## Work instruction
For the listing below, return the line containing "Target: concrete ledge", the line containing "Return one point per instance of the beige", and all lines in between, exactly as written and nothing else.

## Supplied material
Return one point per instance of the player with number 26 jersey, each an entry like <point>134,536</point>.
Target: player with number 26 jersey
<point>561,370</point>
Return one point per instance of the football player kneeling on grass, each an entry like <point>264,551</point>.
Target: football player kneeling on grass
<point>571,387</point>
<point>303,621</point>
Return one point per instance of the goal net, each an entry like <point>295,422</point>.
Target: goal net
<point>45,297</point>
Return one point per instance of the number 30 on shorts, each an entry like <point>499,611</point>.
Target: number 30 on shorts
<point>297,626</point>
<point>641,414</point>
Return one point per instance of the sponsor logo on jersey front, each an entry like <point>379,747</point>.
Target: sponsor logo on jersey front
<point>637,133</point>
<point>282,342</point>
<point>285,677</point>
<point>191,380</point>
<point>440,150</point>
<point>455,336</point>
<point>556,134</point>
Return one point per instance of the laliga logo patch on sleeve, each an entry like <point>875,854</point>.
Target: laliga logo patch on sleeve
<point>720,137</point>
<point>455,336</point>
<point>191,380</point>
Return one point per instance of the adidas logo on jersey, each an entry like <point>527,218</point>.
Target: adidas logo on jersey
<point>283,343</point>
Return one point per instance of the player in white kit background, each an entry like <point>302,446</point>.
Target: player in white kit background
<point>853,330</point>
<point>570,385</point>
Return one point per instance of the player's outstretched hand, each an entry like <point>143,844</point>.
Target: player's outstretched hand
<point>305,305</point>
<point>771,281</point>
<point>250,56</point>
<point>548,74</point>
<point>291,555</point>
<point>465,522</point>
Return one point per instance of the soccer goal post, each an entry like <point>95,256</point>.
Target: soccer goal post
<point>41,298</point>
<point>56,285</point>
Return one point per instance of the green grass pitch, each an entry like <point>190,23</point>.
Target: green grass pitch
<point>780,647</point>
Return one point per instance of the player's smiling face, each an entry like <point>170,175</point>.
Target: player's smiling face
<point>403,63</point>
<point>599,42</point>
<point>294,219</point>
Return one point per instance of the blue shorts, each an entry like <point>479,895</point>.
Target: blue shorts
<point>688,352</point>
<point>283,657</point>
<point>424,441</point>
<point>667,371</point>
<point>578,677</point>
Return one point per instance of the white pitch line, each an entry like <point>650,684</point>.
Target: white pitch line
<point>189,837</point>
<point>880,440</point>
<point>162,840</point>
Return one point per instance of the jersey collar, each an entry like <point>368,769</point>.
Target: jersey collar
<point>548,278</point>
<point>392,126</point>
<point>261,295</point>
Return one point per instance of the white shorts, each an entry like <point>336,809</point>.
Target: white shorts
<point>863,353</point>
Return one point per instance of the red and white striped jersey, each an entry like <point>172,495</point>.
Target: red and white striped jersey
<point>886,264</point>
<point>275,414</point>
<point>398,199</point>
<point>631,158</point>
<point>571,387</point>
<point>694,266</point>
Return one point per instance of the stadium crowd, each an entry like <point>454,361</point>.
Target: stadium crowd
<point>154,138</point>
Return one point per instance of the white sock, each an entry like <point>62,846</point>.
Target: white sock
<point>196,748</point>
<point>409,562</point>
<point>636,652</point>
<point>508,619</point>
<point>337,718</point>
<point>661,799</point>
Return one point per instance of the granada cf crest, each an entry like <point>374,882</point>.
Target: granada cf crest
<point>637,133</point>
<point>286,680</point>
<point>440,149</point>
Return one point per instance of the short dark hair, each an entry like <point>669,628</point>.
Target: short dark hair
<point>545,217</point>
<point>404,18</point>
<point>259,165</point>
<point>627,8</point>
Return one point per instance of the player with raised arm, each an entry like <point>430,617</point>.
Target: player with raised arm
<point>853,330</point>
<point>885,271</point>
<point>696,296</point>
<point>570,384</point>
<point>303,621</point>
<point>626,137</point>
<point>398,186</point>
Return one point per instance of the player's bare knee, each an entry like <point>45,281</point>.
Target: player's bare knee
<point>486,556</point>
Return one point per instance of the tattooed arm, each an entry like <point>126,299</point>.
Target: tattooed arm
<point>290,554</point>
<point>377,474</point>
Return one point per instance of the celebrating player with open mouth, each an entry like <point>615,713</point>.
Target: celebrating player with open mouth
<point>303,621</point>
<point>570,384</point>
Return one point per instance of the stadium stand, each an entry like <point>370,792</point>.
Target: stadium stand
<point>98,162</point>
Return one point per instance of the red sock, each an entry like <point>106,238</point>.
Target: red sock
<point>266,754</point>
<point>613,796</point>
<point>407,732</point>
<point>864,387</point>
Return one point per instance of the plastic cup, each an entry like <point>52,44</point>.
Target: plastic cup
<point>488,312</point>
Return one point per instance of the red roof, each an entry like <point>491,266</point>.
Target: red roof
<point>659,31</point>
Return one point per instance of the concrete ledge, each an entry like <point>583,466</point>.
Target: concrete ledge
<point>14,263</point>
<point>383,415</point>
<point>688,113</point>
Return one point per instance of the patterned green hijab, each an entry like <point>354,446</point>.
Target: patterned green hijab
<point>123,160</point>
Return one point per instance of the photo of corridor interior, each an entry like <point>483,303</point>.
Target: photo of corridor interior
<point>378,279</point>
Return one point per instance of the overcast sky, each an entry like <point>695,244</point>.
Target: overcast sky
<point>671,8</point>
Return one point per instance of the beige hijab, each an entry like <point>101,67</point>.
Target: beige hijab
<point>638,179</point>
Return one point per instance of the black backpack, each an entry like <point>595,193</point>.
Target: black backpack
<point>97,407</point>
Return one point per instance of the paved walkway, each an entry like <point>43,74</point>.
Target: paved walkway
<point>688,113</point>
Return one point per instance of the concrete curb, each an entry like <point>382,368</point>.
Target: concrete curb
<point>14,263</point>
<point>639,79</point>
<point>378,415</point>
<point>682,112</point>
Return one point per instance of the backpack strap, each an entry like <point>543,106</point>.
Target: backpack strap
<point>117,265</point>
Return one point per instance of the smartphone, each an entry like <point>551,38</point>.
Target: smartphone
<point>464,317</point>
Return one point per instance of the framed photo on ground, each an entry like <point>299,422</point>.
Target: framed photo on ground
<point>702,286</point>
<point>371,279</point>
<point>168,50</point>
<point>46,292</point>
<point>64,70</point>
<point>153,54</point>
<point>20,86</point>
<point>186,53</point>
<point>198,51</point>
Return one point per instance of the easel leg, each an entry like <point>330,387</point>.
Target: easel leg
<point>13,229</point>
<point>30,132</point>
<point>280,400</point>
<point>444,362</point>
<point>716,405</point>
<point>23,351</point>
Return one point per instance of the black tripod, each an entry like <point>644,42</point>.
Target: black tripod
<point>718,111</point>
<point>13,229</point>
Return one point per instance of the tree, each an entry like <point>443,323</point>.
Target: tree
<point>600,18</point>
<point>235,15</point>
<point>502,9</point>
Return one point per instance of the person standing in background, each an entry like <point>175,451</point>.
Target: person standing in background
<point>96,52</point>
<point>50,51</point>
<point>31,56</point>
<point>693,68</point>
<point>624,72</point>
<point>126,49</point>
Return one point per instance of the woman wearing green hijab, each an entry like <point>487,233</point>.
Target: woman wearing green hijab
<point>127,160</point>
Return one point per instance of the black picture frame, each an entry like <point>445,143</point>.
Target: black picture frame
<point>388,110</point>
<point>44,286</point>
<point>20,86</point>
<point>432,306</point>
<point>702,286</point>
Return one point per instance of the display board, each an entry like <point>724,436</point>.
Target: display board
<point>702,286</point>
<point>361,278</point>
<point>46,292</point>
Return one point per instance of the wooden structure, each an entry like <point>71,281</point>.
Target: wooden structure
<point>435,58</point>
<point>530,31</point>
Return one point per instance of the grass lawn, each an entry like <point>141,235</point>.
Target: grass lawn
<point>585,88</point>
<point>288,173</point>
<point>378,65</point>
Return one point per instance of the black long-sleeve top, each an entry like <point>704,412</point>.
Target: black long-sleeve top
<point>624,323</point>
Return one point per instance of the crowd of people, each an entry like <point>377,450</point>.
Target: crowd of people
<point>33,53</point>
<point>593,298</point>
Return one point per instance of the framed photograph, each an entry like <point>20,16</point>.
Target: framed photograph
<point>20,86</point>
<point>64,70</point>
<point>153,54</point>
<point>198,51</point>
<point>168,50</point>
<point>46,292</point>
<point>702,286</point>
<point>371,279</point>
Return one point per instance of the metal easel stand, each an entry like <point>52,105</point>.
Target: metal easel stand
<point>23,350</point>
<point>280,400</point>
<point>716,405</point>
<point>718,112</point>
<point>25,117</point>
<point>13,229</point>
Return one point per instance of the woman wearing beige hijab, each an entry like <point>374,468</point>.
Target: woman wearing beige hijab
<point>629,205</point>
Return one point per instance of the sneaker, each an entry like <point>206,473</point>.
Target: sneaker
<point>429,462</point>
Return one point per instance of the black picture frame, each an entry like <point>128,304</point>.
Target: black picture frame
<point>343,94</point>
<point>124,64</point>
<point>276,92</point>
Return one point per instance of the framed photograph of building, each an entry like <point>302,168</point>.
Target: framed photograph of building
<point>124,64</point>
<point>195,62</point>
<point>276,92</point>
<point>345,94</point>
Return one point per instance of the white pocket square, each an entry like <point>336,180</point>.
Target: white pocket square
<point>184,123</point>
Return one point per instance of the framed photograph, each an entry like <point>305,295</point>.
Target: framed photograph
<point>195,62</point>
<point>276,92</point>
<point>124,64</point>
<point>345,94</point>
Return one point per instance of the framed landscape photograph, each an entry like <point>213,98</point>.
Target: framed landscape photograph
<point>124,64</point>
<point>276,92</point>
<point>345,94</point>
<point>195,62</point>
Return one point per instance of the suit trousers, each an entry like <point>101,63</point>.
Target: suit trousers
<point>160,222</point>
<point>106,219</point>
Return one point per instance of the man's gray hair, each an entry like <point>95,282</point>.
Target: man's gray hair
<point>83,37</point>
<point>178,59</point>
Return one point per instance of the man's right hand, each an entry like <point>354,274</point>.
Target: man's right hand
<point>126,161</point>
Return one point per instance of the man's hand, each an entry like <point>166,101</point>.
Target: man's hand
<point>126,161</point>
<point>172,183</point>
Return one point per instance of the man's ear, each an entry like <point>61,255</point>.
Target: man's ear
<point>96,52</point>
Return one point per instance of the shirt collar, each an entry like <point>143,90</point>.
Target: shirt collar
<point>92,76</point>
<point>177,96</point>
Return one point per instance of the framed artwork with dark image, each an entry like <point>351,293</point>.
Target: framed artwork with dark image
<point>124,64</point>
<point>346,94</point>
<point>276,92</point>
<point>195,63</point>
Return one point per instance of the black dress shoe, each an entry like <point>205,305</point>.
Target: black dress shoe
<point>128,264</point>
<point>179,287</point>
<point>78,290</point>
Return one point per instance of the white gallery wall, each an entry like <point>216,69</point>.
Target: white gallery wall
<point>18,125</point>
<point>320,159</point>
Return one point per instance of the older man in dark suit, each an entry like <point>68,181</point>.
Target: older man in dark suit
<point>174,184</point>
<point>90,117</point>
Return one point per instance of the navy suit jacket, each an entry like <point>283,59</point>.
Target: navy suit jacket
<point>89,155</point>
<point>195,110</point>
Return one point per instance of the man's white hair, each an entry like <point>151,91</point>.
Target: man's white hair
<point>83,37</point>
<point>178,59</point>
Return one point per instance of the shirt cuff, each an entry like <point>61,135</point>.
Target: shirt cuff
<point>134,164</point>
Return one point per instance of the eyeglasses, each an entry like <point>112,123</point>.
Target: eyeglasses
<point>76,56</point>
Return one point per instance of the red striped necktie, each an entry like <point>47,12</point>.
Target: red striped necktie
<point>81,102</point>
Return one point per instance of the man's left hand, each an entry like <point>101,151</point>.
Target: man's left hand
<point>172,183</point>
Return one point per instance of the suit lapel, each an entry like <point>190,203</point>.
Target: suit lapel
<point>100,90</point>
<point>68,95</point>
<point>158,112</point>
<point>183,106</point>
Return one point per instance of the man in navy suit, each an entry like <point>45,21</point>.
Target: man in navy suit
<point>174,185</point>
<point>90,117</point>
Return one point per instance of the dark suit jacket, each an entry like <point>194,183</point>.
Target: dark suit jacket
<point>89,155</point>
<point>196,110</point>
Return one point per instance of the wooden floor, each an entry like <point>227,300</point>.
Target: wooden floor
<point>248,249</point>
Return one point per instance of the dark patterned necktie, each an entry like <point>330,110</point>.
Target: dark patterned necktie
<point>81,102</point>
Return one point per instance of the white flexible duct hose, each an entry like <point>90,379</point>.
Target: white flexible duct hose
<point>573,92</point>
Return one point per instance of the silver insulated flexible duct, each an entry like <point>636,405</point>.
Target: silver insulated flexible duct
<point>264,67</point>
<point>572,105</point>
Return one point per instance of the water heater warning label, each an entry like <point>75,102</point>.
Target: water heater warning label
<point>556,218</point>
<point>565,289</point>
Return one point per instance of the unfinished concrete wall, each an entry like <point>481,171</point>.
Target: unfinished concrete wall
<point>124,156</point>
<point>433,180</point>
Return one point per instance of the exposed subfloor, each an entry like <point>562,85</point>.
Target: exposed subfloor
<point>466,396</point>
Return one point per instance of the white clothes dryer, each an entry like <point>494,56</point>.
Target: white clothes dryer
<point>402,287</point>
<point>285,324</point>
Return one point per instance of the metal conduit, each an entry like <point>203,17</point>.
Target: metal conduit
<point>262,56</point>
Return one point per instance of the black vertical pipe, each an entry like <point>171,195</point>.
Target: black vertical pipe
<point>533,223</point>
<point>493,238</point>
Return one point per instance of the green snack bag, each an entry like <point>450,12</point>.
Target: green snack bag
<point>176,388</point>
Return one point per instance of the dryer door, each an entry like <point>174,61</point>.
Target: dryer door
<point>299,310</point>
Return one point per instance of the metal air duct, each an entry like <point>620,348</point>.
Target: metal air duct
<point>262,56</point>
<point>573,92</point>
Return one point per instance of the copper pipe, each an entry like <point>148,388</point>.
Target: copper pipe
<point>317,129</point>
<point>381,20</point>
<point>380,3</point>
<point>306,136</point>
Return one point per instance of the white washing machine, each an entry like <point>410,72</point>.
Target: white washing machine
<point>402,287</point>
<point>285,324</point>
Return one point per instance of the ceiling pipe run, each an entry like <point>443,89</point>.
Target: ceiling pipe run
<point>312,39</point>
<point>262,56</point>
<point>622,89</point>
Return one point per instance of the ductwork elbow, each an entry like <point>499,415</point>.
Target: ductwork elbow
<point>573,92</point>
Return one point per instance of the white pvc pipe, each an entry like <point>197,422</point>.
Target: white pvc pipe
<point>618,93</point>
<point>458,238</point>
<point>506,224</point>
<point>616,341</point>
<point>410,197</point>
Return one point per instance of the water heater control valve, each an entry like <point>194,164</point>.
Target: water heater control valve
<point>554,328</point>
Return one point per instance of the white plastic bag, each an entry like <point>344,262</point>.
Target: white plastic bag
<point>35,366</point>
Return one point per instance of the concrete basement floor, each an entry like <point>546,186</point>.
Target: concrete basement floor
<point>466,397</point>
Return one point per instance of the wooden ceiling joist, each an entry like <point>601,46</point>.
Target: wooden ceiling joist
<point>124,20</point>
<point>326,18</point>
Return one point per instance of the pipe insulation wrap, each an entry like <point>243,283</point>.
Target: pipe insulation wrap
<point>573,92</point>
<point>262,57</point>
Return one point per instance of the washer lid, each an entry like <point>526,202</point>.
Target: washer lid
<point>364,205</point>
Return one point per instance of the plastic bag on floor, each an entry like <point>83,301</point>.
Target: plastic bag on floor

## Task output
Target: concrete ledge
<point>14,263</point>
<point>383,415</point>
<point>688,113</point>
Return one point per instance of the patterned green hijab, each an entry like <point>354,446</point>.
Target: patterned green hijab
<point>123,160</point>
Return one point per instance of the photo of corridor interior, each an entry like <point>483,303</point>.
Target: photo of corridor interior
<point>378,279</point>
Return one point per instance of the overcast sky, each an entry like <point>695,244</point>.
Target: overcast sky
<point>671,8</point>
Return one point per instance of the beige hijab, each an entry like <point>101,67</point>.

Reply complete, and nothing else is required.